List of tasks:
1. According to the interview, in which three countries did Vue complete acquisitions last year?
2. Copy everything in the interview from "RICHARDS: I think there" down to "in the meantime.".
3. Summarize the interview in three sentences.

---------- Extract ----------

DEADLINE: The UK has had a run of great box office successes lately, whether with titles like Johnny English Strikes Again for which the UK acts as the domestic market, or worldwide travelers and awards pics that are filmed and financed in Britain like Bohemian Rhapsody. Does Brexit become a concern on that front?
RICHARDS: I think that’s the million dollar question which I don’t think unfortunately anyone knows the answer to today… No one has a clue where it’s going. I had a meeting in the City (recently) with a group of bankers and top CEOs who are normally very opinionated on just about any topic, and literally no one had any idea where this is going. It’s a little bit disconcerting. Normally, these are guys who would say, “This is going to happen and I’m investing here and I’m doing that.” These guys are throwing their hands up in the air saying they’ve never seen anything like it. It’s a disaster.

DEADLINE: On a more international front, what is happening in Saudi Arabia? Yours was one of the first companies to show interest in the market opening up.
RICHARDS: We are taking a long-term approach to growth and the need to optimize the opportunities immediately available to us… I have resigned my Saudi Board position advising the Qiddiya Global Advisory Board and we are not moving forward in the Kingdom this year. If there is an opportunity to revisit the Kingdom in the future, we would keep this in consideration.

DEADLINE: There was all this fanfare and you and I talked about it a lot last year. Movies are still being released there, but everything has gone very quiet in the wake of the controversies of the past year.
RICHARDS: I think there are local players who have done a really good job. I’d probably give a shout out to Vox for the work they have done. They’ve entered Saudi Arabia and are building some world class cinemas and they’ve done a great job in the Middle East. It will certainly be an interesting market to watch, but likely not the goldmine that some thought. We will watch with interest how the Kingdom and infrastructure develops in the meantime.

DEADLINE: You had a busy 2018 with a series of acquisitions. Can you give us a status update on Vue’s strategy?
RICHARDS: We are focusing our attention this year on integrating the three acquisitions we completed last year in Ireland, Poland and Germany into Vue, investing in our European estate, rolling out our new leather recliner seats and a number of other organic growth initiatives. With record admissions and growth in the UK market and three acquisitions to build on in Europe we have a lot to optimize.

DEADLINE: Will you continue to be acquisitive in the next year?
RICHARDS: We’ve done 15 deals in the last 16 years and unfortunately you can’t choose the time of your deals, but equally I think it’s fair to say this is the year that after having bought three companies last year we’re going to really focus on those companies. We’ve got a lot of work to do. We’re really exited about the CineStar acuqistion and we’re really excited about bringing that together with CinemaxX and we’re going to be spending a lot of money and resources to bring the two circuits together. It’s a long way of saying I don’t think we’re going to be doing anything on the M&A side this year. For next year, we already have a number of markets and opportunities that we’re in dialogue on.

DEADLINE: What is your your position on subscription programs? You don’t have one in the UK, right?
RICHARDS: No, not in the UK. We don’t really believe in subscription services. We look at them as being a very blunt instrument that really removes flexibility of pricing for our customers, so we don’t do them right now. We have trialed them in the Netehrlands and in Germany and we like being able to have greater freedom and flexibility.

---------- Extracted data ----------

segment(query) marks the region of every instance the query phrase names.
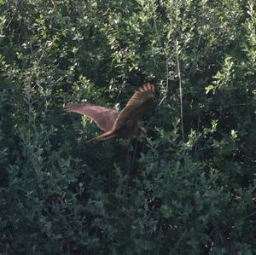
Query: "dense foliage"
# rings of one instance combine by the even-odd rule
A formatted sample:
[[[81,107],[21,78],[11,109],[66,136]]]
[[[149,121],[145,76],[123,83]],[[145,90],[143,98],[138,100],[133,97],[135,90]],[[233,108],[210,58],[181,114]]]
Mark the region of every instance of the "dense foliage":
[[[254,0],[1,0],[1,254],[256,254]],[[148,138],[86,143],[63,106]]]

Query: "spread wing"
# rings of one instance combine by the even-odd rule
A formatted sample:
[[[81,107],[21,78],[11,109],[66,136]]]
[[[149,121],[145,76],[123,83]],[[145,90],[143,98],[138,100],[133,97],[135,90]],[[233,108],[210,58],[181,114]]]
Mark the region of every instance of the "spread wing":
[[[149,83],[135,91],[125,107],[119,114],[113,129],[118,130],[124,125],[134,125],[150,107],[154,96],[154,86]]]
[[[66,107],[66,111],[79,113],[90,118],[105,132],[112,130],[119,115],[119,112],[116,110],[94,106],[90,103],[70,104]]]

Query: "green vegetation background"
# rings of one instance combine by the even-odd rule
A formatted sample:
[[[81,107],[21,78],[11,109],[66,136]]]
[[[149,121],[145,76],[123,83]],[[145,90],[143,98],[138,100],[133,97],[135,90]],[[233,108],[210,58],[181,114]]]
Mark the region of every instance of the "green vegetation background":
[[[1,254],[256,254],[255,28],[254,0],[1,0]],[[63,111],[148,81],[147,139]]]

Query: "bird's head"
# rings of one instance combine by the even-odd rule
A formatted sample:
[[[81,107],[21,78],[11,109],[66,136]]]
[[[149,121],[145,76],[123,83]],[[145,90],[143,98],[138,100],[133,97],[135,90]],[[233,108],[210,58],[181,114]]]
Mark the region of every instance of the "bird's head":
[[[140,126],[139,127],[139,130],[138,130],[139,132],[139,134],[138,134],[138,136],[143,136],[143,137],[144,137],[144,136],[147,136],[147,131],[146,131],[146,130],[144,129],[144,128],[143,128],[142,126]]]

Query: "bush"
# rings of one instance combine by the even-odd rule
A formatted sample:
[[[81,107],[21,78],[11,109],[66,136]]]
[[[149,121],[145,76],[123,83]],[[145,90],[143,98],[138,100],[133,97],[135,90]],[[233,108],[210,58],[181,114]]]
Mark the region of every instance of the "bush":
[[[0,7],[1,253],[256,252],[254,1]],[[148,138],[63,111],[148,81]]]

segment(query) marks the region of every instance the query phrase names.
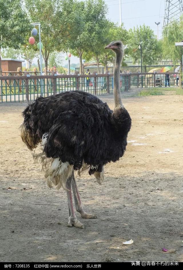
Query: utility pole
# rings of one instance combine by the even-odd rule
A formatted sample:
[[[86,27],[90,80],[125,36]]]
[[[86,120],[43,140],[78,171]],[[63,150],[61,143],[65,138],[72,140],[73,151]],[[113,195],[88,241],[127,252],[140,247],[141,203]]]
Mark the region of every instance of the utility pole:
[[[39,27],[39,55],[40,56],[40,73],[41,76],[43,75],[43,70],[42,68],[42,54],[41,52],[41,23],[31,23],[31,25],[34,26],[38,26]],[[41,93],[42,95],[43,94],[43,84],[42,84],[42,79],[41,79]]]
[[[180,42],[176,42],[175,44],[175,45],[176,46],[182,46],[183,47],[183,40],[182,40]],[[182,55],[182,76],[183,76],[183,54]],[[181,82],[182,85],[182,82]]]
[[[142,77],[142,43],[141,42],[139,46],[139,49],[140,50],[140,59],[141,60],[141,85],[142,88],[143,87],[143,77]]]
[[[122,23],[121,17],[121,0],[120,0],[120,25]]]
[[[158,26],[160,23],[160,22],[159,21],[158,23],[156,23],[156,22],[155,22],[155,23],[158,26],[158,41],[159,40],[159,39],[158,38]]]
[[[164,7],[163,27],[171,22],[179,21],[183,13],[182,0],[164,0]]]

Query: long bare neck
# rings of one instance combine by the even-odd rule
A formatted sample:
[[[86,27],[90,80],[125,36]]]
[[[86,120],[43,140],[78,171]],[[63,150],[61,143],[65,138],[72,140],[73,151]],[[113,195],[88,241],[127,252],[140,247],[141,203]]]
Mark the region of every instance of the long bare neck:
[[[114,73],[114,96],[115,108],[122,105],[120,86],[120,72],[123,56],[122,51],[121,53],[118,52],[116,53]]]

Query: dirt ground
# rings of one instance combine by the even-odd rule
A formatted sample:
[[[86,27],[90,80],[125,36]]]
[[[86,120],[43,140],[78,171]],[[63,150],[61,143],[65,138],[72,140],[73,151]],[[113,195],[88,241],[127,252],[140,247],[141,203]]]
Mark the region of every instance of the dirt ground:
[[[101,186],[76,176],[98,217],[77,213],[84,230],[67,226],[65,191],[46,186],[21,141],[26,104],[0,104],[1,261],[183,261],[183,96],[122,96],[133,123],[124,156]],[[112,96],[101,98],[114,108]]]

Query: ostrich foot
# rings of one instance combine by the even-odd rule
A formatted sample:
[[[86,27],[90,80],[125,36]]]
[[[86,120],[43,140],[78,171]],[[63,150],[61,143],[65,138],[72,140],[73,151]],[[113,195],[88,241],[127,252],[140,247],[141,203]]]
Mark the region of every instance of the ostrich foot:
[[[97,217],[95,215],[93,215],[92,214],[88,214],[83,211],[80,212],[81,217],[83,219],[97,219]]]
[[[81,223],[76,218],[71,218],[69,217],[69,222],[67,223],[67,227],[72,227],[73,226],[74,226],[76,228],[80,228],[81,229],[85,228],[84,225]]]

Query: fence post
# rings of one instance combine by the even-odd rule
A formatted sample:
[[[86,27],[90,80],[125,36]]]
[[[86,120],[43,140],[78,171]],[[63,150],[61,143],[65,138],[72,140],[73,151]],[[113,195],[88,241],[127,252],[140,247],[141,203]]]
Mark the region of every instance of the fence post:
[[[53,71],[51,73],[51,75],[54,77],[51,78],[51,83],[53,88],[53,95],[55,95],[57,92],[57,74],[56,71]]]
[[[94,71],[93,75],[95,76],[94,77],[94,95],[95,95],[96,96],[97,94],[97,77],[96,76],[97,75],[97,73],[96,71]]]
[[[29,102],[29,79],[28,78],[29,77],[30,77],[30,74],[29,72],[25,72],[25,75],[26,75],[26,76],[27,78],[25,80],[25,98],[27,102]]]
[[[131,74],[129,73],[128,75],[128,90],[130,90],[131,89]]]
[[[127,74],[126,73],[124,75],[125,77],[125,92],[127,91],[128,86],[127,84]]]
[[[154,87],[156,87],[156,72],[154,72]]]
[[[37,69],[36,68],[33,68],[33,72],[34,72],[34,76],[36,76],[37,75]],[[37,80],[36,79],[35,79],[34,80],[34,88],[36,91],[37,91]]]
[[[22,76],[22,69],[21,68],[17,68],[17,72],[18,72],[17,74],[17,76]],[[18,82],[19,82],[19,80],[18,80]],[[21,84],[22,83],[22,80],[19,80],[19,83],[17,83],[17,85],[19,86],[19,92],[20,93],[22,92],[22,88],[21,86]]]
[[[137,75],[137,88],[139,88],[139,73],[140,72],[138,73]]]
[[[105,72],[106,74],[106,83],[107,84],[107,92],[108,94],[110,94],[110,82],[109,80],[109,72],[106,70]]]
[[[76,88],[78,91],[79,90],[79,77],[78,74],[79,74],[79,71],[75,71],[74,72],[74,75],[77,75],[77,77],[75,78],[75,84]]]

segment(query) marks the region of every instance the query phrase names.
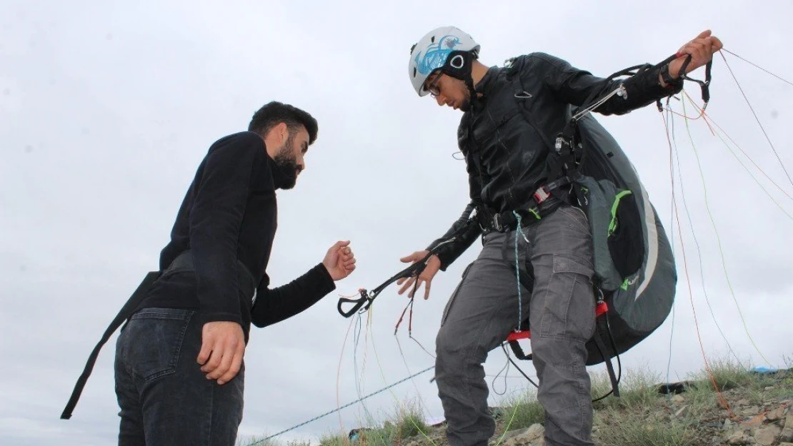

----------

Solved tasks:
1. Ireland, Poland and Germany.

2.
RICHARDS: I think there are local players who have done a really good job. I’d probably give a shout out to Vox for the work they have done. They’ve entered Saudi Arabia and are building some world class cinemas and they’ve done a great job in the Middle East. It will certainly be an interesting market to watch, but likely not the goldmine that some thought. We will watch with interest how the Kingdom and infrastructure develops in the meantime.

3. Richards says no one knows where Brexit is going, not even the bankers and top CEOs at a recent meeting in the City. Richards has resigned from the Saudi board position, Vue is not moving forward in the Kingdom this year, and Richards expects the market to be interesting but likely not the goldmine some thought. This year Vue is focusing on integrating its three acquisitions from last year rather than doing new M&A, and it does not offer subscription programs in the UK because it sees them as removing pricing flexibility.